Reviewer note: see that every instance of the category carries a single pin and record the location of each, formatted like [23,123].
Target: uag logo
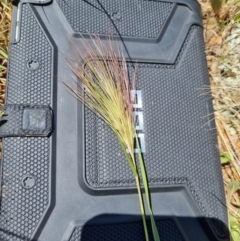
[138,118]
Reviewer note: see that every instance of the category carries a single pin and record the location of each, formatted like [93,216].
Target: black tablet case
[80,186]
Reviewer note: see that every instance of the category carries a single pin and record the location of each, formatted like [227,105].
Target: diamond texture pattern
[22,209]
[143,19]
[123,232]
[180,145]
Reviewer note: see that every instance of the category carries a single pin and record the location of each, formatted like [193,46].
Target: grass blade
[146,188]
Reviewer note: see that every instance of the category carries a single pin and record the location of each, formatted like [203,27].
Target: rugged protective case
[75,185]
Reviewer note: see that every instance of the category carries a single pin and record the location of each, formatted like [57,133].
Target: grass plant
[103,86]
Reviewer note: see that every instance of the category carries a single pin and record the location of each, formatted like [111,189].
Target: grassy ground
[222,34]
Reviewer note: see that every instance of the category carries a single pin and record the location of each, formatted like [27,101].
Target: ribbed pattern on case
[125,231]
[180,145]
[22,209]
[143,19]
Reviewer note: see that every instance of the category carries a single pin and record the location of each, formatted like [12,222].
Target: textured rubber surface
[26,120]
[164,88]
[144,23]
[123,232]
[22,209]
[76,184]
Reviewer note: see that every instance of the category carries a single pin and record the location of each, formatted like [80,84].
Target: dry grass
[223,62]
[221,32]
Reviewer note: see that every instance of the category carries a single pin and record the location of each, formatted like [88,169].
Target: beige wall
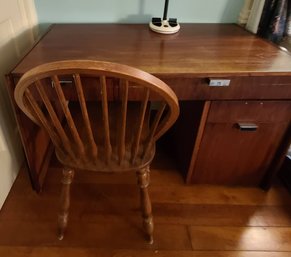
[18,22]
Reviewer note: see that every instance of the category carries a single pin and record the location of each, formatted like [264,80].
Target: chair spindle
[79,88]
[55,120]
[108,149]
[68,115]
[143,108]
[121,146]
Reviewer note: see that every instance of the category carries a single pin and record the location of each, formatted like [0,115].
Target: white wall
[17,21]
[137,11]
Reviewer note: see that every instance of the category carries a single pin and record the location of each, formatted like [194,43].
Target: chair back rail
[34,97]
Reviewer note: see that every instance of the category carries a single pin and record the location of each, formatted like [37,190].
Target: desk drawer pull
[247,126]
[218,82]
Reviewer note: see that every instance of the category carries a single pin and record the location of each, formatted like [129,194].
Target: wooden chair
[100,116]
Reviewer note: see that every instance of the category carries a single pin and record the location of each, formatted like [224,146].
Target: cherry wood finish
[258,70]
[121,138]
[201,220]
[233,156]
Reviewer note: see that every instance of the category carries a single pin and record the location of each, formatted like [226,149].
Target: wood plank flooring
[190,221]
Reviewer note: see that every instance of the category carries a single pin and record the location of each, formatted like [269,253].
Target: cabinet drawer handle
[247,126]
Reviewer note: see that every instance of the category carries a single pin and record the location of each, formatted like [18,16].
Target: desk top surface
[196,50]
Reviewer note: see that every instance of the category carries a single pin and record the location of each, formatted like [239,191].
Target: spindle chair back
[100,116]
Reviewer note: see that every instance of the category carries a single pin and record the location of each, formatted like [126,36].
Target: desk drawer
[240,88]
[239,141]
[249,111]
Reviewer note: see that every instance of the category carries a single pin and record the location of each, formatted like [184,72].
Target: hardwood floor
[105,221]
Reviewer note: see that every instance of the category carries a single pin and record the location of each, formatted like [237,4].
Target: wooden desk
[208,142]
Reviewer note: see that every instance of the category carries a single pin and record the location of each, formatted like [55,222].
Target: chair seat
[100,164]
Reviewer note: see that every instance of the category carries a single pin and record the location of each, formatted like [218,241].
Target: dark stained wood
[246,55]
[198,140]
[241,238]
[71,145]
[257,69]
[68,175]
[92,252]
[189,220]
[228,155]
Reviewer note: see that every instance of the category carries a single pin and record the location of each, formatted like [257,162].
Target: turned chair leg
[143,178]
[67,179]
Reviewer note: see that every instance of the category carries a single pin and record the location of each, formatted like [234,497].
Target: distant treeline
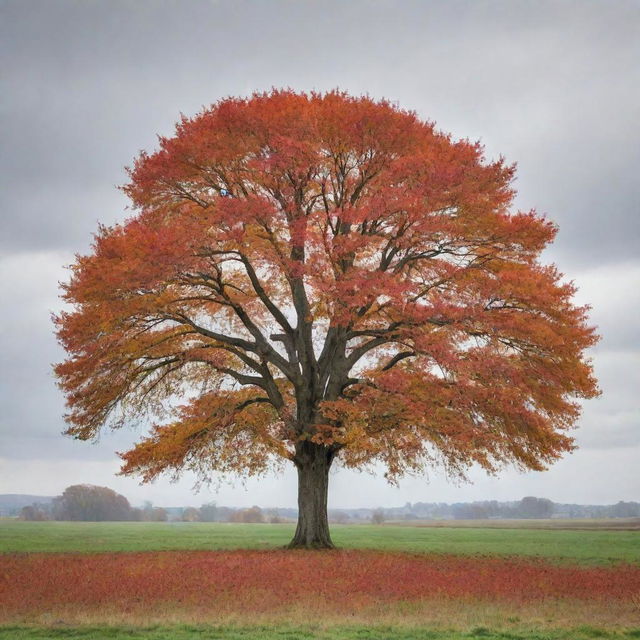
[88,502]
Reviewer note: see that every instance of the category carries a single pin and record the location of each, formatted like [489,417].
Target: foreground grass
[294,633]
[584,547]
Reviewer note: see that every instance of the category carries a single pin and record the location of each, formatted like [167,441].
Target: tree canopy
[320,274]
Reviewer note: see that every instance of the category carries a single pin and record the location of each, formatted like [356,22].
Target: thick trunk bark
[313,462]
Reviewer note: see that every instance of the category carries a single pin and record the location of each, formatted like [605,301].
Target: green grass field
[447,620]
[584,547]
[302,633]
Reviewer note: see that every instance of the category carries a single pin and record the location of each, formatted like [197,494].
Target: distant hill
[11,503]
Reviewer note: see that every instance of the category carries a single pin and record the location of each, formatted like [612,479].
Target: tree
[323,277]
[33,512]
[88,502]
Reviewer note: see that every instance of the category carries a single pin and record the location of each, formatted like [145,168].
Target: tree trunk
[313,462]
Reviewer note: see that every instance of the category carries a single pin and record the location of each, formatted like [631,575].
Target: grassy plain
[190,632]
[225,616]
[579,546]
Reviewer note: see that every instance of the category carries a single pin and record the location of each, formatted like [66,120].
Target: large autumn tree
[318,277]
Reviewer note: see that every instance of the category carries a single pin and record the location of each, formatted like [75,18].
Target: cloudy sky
[85,85]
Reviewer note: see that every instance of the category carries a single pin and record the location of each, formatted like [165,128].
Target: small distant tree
[89,502]
[338,517]
[190,514]
[531,507]
[252,515]
[209,512]
[33,513]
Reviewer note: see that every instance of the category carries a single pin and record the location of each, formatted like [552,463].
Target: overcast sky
[553,86]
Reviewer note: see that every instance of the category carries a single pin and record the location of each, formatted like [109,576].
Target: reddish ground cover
[259,581]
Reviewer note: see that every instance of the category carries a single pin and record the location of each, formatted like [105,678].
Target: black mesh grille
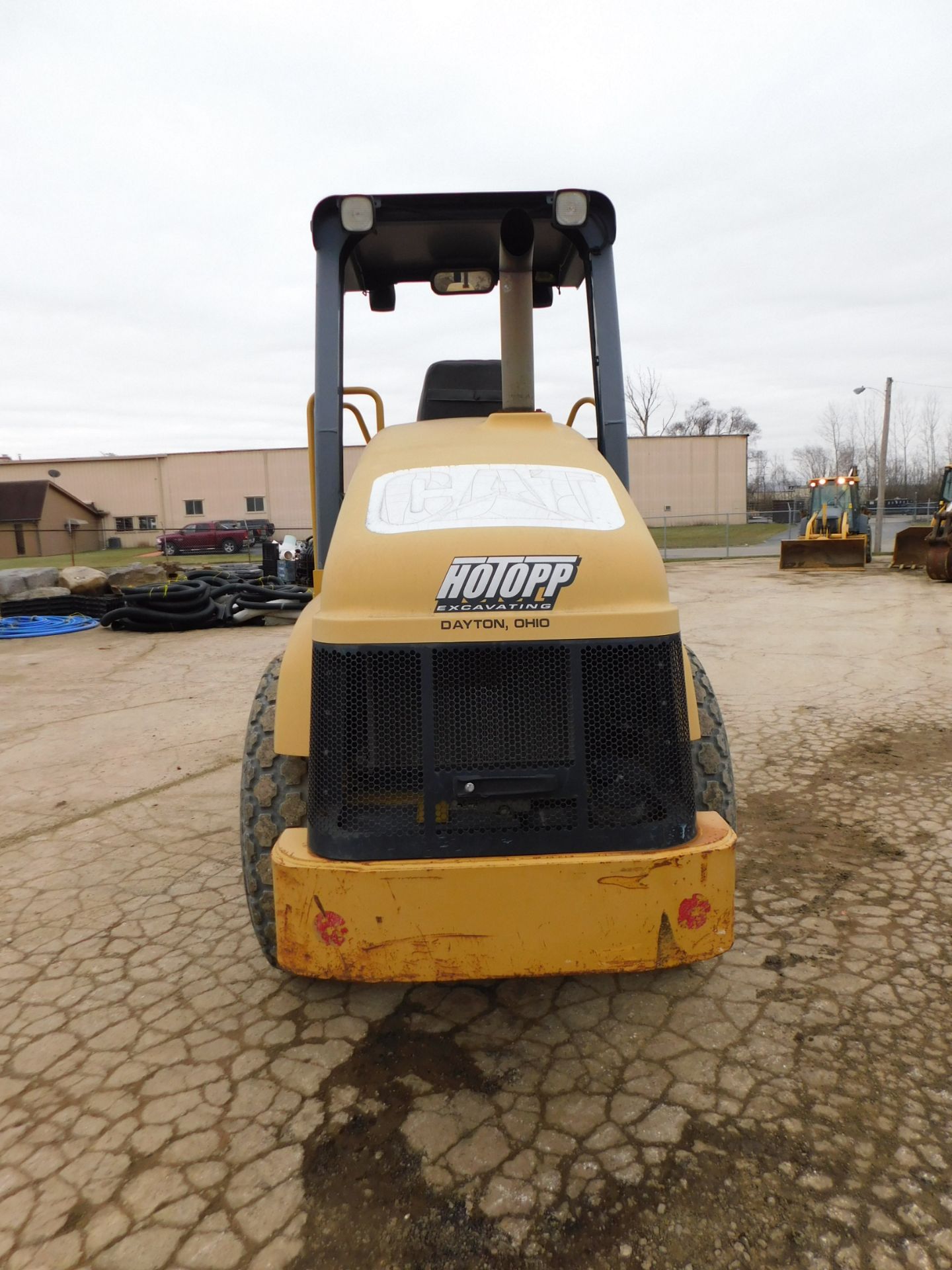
[502,705]
[499,749]
[637,756]
[366,770]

○ ○ ○ ○ ○

Requirement:
Print the material again word for word. Please drop every picture.

Written answer:
Reviewer note: see that every instance of the category carries a single pin and record the location of each, formatted like [23,123].
Target: uag logo
[138,118]
Reviewer note: see that every instance of the category carries a single pin and record the location of each, formatted like [93,216].
Target: black tablet case
[80,186]
Reviewer note: see that every instance of the category carries a single pin and record the location of each, formatted like [227,105].
Target: diamond texture pattern
[22,209]
[143,19]
[123,232]
[180,145]
Reviewer note: see that every instance of the category carries a single pin and record the location of each, formatted like [193,46].
Target: grass blade
[146,188]
Reviewer note: see that every instance of the category carries a single pin and record the location of each, formatted like [203,27].
Target: rugged protective case
[75,185]
Reviewer note: see that every instance of the category carries a single pin and record the location of each, formatted like [57,133].
Target: grass plant
[103,86]
Reviewer note: see that every instance of the category carries a single pin and record the location of each, formatted like [111,189].
Target: grassy ground
[222,34]
Reviewer note: see that every instance of the category carries a single pin and record the location of each, formatted like [27,101].
Target: ribbed pattern on case
[125,231]
[180,145]
[22,209]
[143,19]
Reviewer note: see that every instance of the category carries a single pin and record the location of each, formatted like [12,222].
Target: textured rubber surface
[26,120]
[164,88]
[144,23]
[123,232]
[22,209]
[76,184]
Reviewer note: see that every instance of the category carries a single pin and record the location of each, formatted like [80,84].
Target: dry grass
[223,62]
[221,32]
Reviewer note: see that every instance of the category carries a single pin and record the location of each, formatted like [88,169].
Target: beige wall
[18,22]
Reviewer note: see that every instance of the category carries a single pin and record the location of each, formatted like [264,80].
Target: chair spindle
[79,88]
[55,120]
[108,149]
[68,115]
[143,108]
[121,146]
Reviewer note: see that every instance of the category carries a single pin and record the location of each, formatted like [0,115].
Target: white wall
[17,21]
[137,11]
Reviewer note: see that every instance of the category carries a single pin and record the location of each, formatted like [194,43].
Target: chair back rail
[34,97]
Reviewer note: see that every instance of the category carries a single pin and record the location of each, formatted like [37,190].
Target: desk drawer pull
[247,126]
[218,82]
Reviewer note: see that every instance of the category carries a single pin and record the location of each, formatted like [129,194].
Target: wooden chair
[100,116]
Reviewer note: see that every instance of the category carries a single pin and record the location of each, formatted like [224,146].
Target: cherry wood finish
[258,70]
[121,138]
[201,220]
[233,156]
Reviewer note: see that every instance of the category carries a single pin and record the location of each, formatted like [226,149].
Target: wood plank flooring
[190,221]
Reviewer note: see that every instance of the category carries a single pin and record the location of each, formatted like [269,253].
Target: cabinet drawer handle
[247,126]
Reviewer note: see that every instance of the category carries a single pin and record the location of each, formatted like [18,16].
Target: desk top surface
[196,50]
Reviewer note: see that every instance of the category carries a single pin and record the location of each, formatted like [239,191].
Target: spindle chair back
[100,116]
Reviewer note: see that every instance of the category carries a single pin and record the location of each, formatted like [126,36].
Target: desk drawer
[240,88]
[239,141]
[249,111]
Reviewer note: see that every instance of the category carries a single pin and record the location of each, formatted like [184,72].
Target: hardwood floor
[105,221]
Reviewer note: see that every instance of the category carries a single pin and record the location of each, formatted like [237,4].
Target: wooden desk
[208,142]
Reviewer note: see that every instance of the category carries a single pin and record the location of each, formatted like [55,222].
Target: chair seat
[100,164]
Reviewer note: see that every instance of the category carries a single pin and record the location of each, formatted like [218,241].
Target: dark stained wood
[246,55]
[198,140]
[241,238]
[71,145]
[257,69]
[68,175]
[92,252]
[189,220]
[228,155]
Reviewer note: see that every instance of the category carries a single pin and record the location of each, formatted like [257,162].
Target: turned chair leg
[143,178]
[67,179]
Reviewer note: see that every instance of the category carries a single pin and record the location of each, formatted like [234,497].
Target: distant treeline
[88,502]
Reviewer note: see that every instance of the category carries a single pin and record the location of each, formatted like [489,417].
Target: foreground grass
[294,633]
[584,547]
Reviewer note: see that every instance of the category carries a single pin and record the location of each, formatted like [167,441].
Target: tree canopy
[320,274]
Reviewer note: see that every instance of the category carries a single pin and record the location of each, formatted like [356,22].
Target: thick trunk bark
[313,462]
Reviewer note: see that every instance of the category carries a single pin and record the location of each, formatted like [605,301].
Target: green grass field
[447,620]
[584,547]
[302,633]
Reviewer note: see that every instance of the category carries a single pin and record the location of each, formatted like [197,494].
Target: distant hill
[11,503]
Reviewer note: see that every instance of the category carries a single pin and record the location of each, formatted like [612,479].
Target: tree
[323,277]
[33,512]
[88,502]
Reviewer note: see that every instance of the category carries a single pin and record the location of each, formatted like [145,168].
Target: tree trunk
[313,462]
Reviewer note: see that every instance of the category carries a single pin and record the location of each, formatted like [631,575].
Target: grassy plain
[190,632]
[225,616]
[579,546]
Reviewer note: see that every instance of the category carries a single pin and record the location of each, formatted like [66,120].
Target: large autumn tree
[318,277]
Reviewer note: see that every instance of the category carries a single pin and record the location of each, formatted like [75,18].
Target: cloudy sky
[85,85]
Reviewer note: see that every instance of the category carries a single pin and record the location of each, formatted like [165,128].
Target: small distant tree
[89,502]
[338,517]
[190,514]
[531,507]
[252,515]
[209,512]
[33,513]
Reviewer note: see that every instance of the category carries a single pin and record the location of each, formatted like [552,463].
Target: overcast sky
[553,86]
Reviewer note: see that every instance of the category carries a single pin and record the location of each, formatted like [109,576].
Target: reddish ground cover
[259,581]
Reviewer note: see that every instance of the category carries a single pin and record the location of each, formatted like [105,678].
Target: black mesh grille
[502,705]
[499,749]
[637,756]
[366,770]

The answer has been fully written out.